[EXERCISE DIRECTIONS]:
Extract the lines starting at the one containing "the lens flare?" and ending at the one containing "[498,0,616,399]", and reproduce them verbatim.

[Rows of box annotation data]:
◆ ◆ ◆ ◆

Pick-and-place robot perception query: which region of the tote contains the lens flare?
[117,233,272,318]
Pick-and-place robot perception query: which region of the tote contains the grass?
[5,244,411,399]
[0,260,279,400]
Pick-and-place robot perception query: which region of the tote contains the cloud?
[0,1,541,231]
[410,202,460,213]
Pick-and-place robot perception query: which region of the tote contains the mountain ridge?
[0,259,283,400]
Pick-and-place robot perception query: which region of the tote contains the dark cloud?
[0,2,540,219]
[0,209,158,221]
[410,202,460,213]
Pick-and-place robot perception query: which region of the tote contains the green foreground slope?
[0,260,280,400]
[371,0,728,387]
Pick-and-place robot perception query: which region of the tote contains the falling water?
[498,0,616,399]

◆ ◆ ◆ ◆

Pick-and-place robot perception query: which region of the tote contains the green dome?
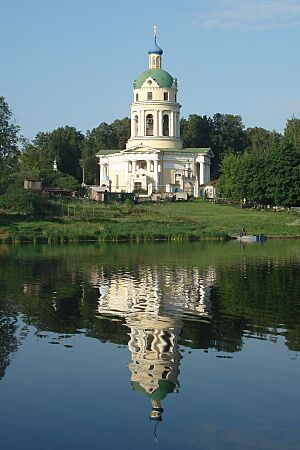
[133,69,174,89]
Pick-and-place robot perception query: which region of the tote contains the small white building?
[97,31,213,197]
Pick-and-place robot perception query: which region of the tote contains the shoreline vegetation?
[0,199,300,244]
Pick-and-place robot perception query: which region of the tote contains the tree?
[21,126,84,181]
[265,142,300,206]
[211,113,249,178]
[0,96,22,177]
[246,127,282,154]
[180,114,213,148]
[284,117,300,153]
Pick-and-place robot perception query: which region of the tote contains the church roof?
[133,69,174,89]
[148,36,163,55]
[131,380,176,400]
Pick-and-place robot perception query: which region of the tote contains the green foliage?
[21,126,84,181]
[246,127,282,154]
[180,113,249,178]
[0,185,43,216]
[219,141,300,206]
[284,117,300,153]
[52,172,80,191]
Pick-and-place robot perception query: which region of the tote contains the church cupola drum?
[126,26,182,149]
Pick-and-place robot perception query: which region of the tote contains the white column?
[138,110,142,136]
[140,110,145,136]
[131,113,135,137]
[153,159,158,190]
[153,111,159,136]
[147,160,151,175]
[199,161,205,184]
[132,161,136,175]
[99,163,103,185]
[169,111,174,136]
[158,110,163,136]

◆ ◆ ◆ ◆

[RESULT]:
Pick-and-place robot perception query: which region of the tote contains the lens flare?
[117,233,272,318]
Pick-and-place robot perception query: which region of the tote contains the grass?
[5,244,411,399]
[0,260,279,400]
Pick-and-place robot perception query: which region of the tote contains the cloud?
[0,1,541,231]
[410,202,460,213]
Pick-and-place robot perception query: which region of the tote contains the mountain ridge?
[0,259,283,400]
Pick-and-place robot perception query: which region of the tote contains the dark cloud?
[0,2,540,219]
[0,209,158,221]
[410,202,460,213]
Pick-and-place robot perception query: which region of the tote contains the green foreground slope?
[0,260,280,400]
[371,0,728,387]
Pick-and-place robot perception query: which region of the tote contains the falling water?
[498,0,616,399]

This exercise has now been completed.